- Provided passage
# long term rental cds or alicante



## skipping (Aug 21, 2011)

im wanting to move to spain private renting either cost del sol or alicante wondering if u could help if u know someone please hope u can give me some ideas thanx my limit is 550 pounds x 3 bedrooms thanx in advance xx


----------



## xabiaxica (Jun 23, 2009)

skipping said:


> im wanting to move to spain private renting either cost del sol or alicante wondering if u could help if u know someone please hope u can give me some ideas thanx my limit is 550 pounds x 3 bedrooms thanx in advance xx


Hi & welcome


I've started a new thread for you - the one you posted on is very old indeed & most of the posters don't visit any more

as a starter, have a look at our 'useful links' sticky thread above here - there are links to national rental sites on page 4 - even if you don't find exactly what you want they will give you an idea of what you can get for your money



if anyone has a suitable property, please remember to contact _skipping_ by PM


----------



## skipping (Aug 21, 2011)

- Dataset excerpt
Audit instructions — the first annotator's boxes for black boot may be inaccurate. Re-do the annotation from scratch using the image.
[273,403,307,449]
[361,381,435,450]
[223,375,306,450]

- Written task
Carry the forum thread about long-term rentals on the Costa del Sol or in Alicante forward from where it stops. The data plays no part here.

- Exercise response
*skipping*



xabiachica said:


> Hi & welcome
> 
> 
> I've started a new thread for you - the one you posted on is very old indeed & most of the posters don't visit any more
> ...



thanx xabiachica i sound thick lol but wen u say sticky links how do i go bout it x thanx for helping very much appreciated x


----------



## xabiaxica (Jun 23, 2009)

skipping said:


> thanx xabiachica i sound thick lol but wen u say sticky links how do i go bout it x thanx for helping very much appreciated x


when you look at the list of discussion threads on the Spain page you'll see some which we have 'stuck' at the top - so that we don't lose them

the links to the websites you want are on page 4 of the thread with 'useful links' in the title

if you can't find it let me know & I'll give you a link straight to it


----------



## skipping (Aug 21, 2011)

hiya again sorry  could u give me the link to a site pls im really not getting the hang of this x


----------



## xabiaxica (Jun 23, 2009)

skipping said:


> hiya again sorry  could u give me the link to a site pls im really not getting the hang of this x


here's a link to the thread http://www.expatforum.com/expats/spain-expat-forum-expats-living-spain/2725-spanish-forms-other-important-info-useful-links.html

if you go to page 4 of the thread you'll find links to some national rental websites




and could you please stop using textspeak.....it's against the rules


----------



## skipping (Aug 21, 2011)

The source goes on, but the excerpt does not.